━━━━━ WORKING DATA ━━━━━

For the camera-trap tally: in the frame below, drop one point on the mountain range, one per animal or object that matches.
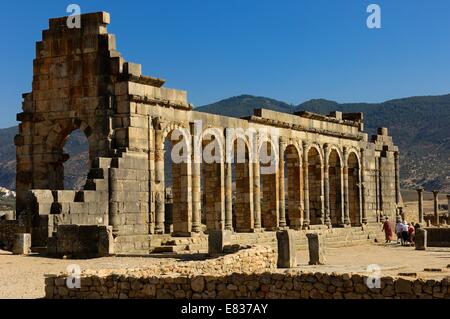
(419, 125)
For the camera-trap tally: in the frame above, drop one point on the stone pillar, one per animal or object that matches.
(326, 180)
(228, 196)
(316, 249)
(397, 178)
(436, 207)
(196, 181)
(306, 219)
(322, 196)
(257, 194)
(286, 249)
(196, 197)
(363, 187)
(159, 179)
(22, 244)
(420, 239)
(448, 204)
(217, 239)
(346, 193)
(282, 195)
(420, 204)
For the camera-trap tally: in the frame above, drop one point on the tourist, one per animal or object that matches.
(398, 231)
(387, 230)
(405, 236)
(411, 233)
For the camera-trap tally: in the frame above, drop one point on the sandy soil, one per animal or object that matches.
(23, 276)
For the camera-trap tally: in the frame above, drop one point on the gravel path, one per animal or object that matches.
(23, 276)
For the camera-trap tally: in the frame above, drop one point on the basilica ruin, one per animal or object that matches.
(330, 174)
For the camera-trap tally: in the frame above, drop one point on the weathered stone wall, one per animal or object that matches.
(8, 231)
(81, 82)
(246, 274)
(438, 237)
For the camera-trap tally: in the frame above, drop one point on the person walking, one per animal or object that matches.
(411, 233)
(398, 231)
(405, 235)
(388, 233)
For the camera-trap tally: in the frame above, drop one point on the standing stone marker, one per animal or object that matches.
(421, 239)
(22, 244)
(286, 249)
(316, 249)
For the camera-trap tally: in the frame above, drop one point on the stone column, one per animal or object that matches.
(282, 195)
(436, 207)
(159, 178)
(196, 196)
(196, 180)
(305, 163)
(257, 193)
(420, 203)
(228, 197)
(326, 180)
(322, 196)
(363, 187)
(346, 194)
(448, 199)
(397, 178)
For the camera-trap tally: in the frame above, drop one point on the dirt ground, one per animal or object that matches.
(23, 276)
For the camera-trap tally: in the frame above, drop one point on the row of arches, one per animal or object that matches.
(310, 185)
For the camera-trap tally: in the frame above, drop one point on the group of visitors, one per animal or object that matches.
(405, 232)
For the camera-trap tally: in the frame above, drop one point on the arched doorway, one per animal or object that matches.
(177, 183)
(77, 164)
(353, 189)
(212, 181)
(269, 186)
(315, 186)
(293, 187)
(242, 185)
(336, 196)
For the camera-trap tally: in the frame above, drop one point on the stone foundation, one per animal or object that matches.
(256, 278)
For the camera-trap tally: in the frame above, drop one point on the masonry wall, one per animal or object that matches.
(255, 277)
(81, 82)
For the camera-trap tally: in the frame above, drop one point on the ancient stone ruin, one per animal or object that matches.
(336, 176)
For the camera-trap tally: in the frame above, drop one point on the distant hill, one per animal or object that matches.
(76, 166)
(420, 127)
(243, 105)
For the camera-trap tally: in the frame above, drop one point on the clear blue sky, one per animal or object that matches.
(288, 50)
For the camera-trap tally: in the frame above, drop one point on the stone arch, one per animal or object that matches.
(315, 184)
(336, 194)
(354, 183)
(177, 182)
(54, 143)
(293, 185)
(243, 178)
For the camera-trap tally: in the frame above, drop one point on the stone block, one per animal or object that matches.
(217, 239)
(316, 249)
(22, 244)
(420, 239)
(286, 249)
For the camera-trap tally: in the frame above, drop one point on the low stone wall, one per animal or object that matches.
(248, 273)
(81, 241)
(438, 237)
(8, 231)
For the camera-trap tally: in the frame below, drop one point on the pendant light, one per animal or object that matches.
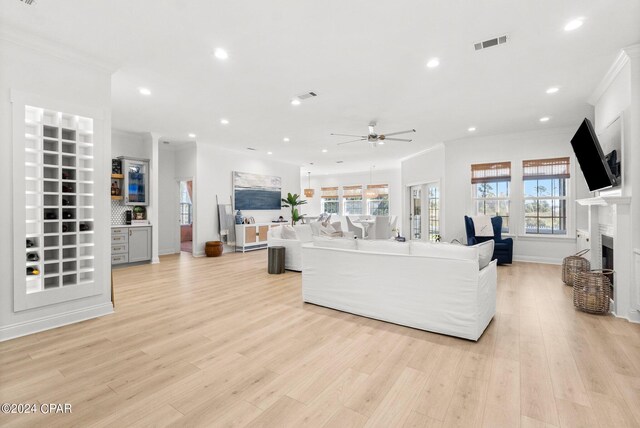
(370, 193)
(308, 192)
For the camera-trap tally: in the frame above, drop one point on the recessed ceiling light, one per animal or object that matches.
(220, 53)
(574, 24)
(433, 63)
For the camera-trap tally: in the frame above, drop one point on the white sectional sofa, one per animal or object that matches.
(293, 247)
(435, 287)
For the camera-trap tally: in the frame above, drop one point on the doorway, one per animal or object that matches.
(186, 215)
(424, 212)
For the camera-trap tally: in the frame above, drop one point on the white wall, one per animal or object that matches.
(213, 177)
(168, 200)
(386, 176)
(541, 144)
(130, 144)
(62, 78)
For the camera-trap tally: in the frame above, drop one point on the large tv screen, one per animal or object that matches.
(592, 162)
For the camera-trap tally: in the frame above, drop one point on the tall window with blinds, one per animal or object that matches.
(377, 199)
(545, 195)
(352, 200)
(491, 190)
(329, 200)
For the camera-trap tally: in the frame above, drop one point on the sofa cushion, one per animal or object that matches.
(383, 246)
(304, 232)
(444, 250)
(288, 232)
(485, 253)
(315, 228)
(326, 242)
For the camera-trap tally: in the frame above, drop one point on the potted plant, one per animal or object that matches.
(293, 201)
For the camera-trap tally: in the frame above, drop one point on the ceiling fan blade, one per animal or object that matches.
(398, 139)
(352, 141)
(401, 132)
(349, 135)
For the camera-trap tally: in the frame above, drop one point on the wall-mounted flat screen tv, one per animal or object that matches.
(592, 162)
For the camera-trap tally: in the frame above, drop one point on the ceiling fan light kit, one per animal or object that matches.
(375, 139)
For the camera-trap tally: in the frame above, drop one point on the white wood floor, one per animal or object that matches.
(219, 342)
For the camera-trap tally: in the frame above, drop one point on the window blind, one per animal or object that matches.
(380, 189)
(490, 172)
(541, 169)
(329, 192)
(352, 192)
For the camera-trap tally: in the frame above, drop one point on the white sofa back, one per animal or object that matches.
(445, 293)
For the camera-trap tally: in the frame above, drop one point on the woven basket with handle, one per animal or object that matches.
(591, 291)
(574, 264)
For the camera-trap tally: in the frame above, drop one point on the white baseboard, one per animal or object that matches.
(168, 251)
(534, 259)
(53, 321)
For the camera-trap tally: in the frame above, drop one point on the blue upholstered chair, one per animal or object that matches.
(503, 249)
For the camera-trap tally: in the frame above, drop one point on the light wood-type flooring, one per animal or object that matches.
(219, 342)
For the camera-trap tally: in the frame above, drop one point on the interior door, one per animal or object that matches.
(415, 212)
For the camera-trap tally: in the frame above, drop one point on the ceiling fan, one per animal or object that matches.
(374, 138)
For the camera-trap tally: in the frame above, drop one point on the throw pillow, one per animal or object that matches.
(485, 253)
(326, 242)
(482, 225)
(304, 232)
(288, 232)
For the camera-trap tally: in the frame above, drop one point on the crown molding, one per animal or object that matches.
(20, 37)
(421, 152)
(621, 60)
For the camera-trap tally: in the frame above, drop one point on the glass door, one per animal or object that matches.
(136, 182)
(415, 212)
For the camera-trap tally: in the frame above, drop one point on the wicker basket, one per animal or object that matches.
(591, 291)
(574, 264)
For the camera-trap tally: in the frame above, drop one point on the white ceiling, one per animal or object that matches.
(365, 59)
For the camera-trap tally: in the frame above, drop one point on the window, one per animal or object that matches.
(545, 195)
(490, 183)
(329, 200)
(352, 200)
(379, 204)
(185, 204)
(434, 212)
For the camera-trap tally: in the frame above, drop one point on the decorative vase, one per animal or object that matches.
(213, 248)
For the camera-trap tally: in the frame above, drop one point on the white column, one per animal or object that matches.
(153, 209)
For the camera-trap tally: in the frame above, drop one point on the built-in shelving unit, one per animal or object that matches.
(59, 195)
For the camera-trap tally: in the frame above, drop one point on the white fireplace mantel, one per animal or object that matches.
(603, 201)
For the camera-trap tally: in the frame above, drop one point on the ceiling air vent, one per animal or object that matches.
(500, 40)
(307, 95)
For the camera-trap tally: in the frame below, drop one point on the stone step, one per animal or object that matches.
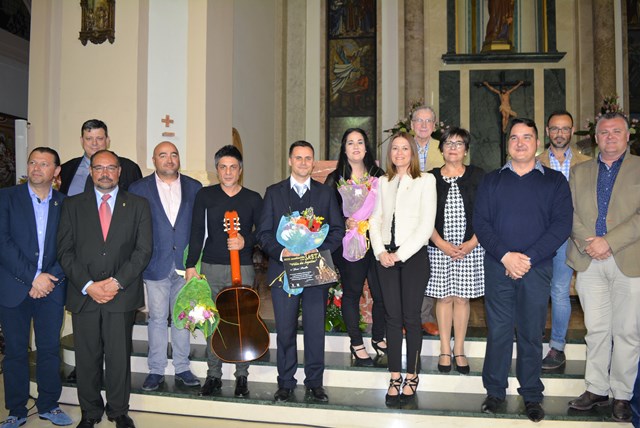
(340, 371)
(353, 406)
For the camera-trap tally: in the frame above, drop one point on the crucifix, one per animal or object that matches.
(503, 89)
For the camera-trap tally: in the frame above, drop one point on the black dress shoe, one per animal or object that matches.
(588, 400)
(88, 423)
(123, 421)
(317, 394)
(534, 410)
(491, 404)
(241, 387)
(212, 385)
(283, 394)
(621, 410)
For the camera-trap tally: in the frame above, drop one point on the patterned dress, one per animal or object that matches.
(460, 278)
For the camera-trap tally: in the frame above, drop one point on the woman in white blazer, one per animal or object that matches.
(400, 227)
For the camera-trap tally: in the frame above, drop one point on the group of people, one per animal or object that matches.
(442, 231)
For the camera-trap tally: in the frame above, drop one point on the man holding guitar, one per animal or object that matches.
(210, 205)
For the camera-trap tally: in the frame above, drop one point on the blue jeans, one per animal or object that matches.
(521, 305)
(560, 303)
(161, 296)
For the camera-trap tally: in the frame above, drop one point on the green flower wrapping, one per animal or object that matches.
(195, 309)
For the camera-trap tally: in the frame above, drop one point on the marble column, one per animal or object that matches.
(414, 46)
(604, 66)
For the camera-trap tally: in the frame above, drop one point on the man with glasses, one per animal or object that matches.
(604, 250)
(105, 241)
(423, 123)
(74, 174)
(560, 156)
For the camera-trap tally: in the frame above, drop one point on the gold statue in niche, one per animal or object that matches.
(499, 34)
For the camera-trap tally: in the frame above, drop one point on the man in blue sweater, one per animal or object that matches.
(523, 214)
(171, 196)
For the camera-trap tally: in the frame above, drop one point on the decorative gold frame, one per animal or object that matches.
(98, 21)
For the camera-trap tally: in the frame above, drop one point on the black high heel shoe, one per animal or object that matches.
(412, 383)
(379, 350)
(393, 400)
(361, 362)
(462, 369)
(441, 367)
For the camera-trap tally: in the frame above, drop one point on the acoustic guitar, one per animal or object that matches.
(241, 335)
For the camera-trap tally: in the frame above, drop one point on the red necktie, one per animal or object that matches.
(105, 215)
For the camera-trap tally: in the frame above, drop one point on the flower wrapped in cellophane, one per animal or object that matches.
(358, 201)
(299, 233)
(194, 308)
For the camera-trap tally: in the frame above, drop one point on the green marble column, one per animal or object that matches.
(604, 67)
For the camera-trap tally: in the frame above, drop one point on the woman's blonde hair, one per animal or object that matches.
(414, 164)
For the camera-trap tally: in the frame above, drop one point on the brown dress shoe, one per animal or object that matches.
(621, 410)
(431, 328)
(588, 400)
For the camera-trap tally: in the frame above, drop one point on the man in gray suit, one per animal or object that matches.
(605, 250)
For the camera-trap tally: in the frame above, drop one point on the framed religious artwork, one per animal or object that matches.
(98, 21)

━━━━━

EXERCISE GOAL: Swap "religious artwork" for "religious painting" in the stretch from the line containing "artwork, one per animal or object that matches." through the end of the records, leaving all else unchanged, and give back only those lines.

SOLUTION FOR THIS TASK:
For the camera-trap tally: in the frame above, drop one point on the framed religious painting, one per animal or object that matches.
(98, 21)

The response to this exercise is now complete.